Location identification entries:
==============================
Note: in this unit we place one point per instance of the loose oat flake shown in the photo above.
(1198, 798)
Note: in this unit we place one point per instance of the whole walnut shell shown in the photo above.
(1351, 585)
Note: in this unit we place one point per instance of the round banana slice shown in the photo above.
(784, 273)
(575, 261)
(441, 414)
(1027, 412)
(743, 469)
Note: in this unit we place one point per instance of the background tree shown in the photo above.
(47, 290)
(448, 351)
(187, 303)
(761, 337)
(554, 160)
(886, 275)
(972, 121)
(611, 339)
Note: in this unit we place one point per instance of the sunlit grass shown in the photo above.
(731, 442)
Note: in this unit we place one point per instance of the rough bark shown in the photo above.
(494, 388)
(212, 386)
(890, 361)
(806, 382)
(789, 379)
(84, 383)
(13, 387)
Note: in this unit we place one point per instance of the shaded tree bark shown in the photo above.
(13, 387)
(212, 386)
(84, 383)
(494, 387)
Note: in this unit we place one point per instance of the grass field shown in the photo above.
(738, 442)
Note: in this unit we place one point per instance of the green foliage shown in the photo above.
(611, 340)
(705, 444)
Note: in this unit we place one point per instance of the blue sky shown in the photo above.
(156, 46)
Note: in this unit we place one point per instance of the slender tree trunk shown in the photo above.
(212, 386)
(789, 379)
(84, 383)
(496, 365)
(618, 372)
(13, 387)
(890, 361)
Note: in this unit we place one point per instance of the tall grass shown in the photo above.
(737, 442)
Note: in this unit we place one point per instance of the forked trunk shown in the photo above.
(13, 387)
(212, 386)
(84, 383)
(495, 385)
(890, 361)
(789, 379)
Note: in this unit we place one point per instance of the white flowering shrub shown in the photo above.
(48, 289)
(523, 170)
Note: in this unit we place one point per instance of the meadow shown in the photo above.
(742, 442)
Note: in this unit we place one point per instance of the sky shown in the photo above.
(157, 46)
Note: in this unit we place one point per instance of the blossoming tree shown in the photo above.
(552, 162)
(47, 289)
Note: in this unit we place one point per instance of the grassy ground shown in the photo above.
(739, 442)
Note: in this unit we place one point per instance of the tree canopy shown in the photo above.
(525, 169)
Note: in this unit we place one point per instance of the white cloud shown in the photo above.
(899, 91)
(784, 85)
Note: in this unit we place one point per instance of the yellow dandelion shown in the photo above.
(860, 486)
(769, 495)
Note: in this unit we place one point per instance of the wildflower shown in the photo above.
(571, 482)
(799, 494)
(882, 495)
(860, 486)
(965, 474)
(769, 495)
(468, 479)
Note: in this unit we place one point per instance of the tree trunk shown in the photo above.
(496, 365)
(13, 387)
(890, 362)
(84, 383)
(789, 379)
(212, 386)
==============================
**Work to do**
Set down, without alteration, the lines from the start of the entries through the line containing "(1351, 585)", inclusive.

**The output**
Note: in this unit we place one point per instance of the loose oat flake shown in the photo above.
(1198, 798)
Note: in this unit we place one point per instance of the whole walnut shell shown in the photo above.
(1351, 585)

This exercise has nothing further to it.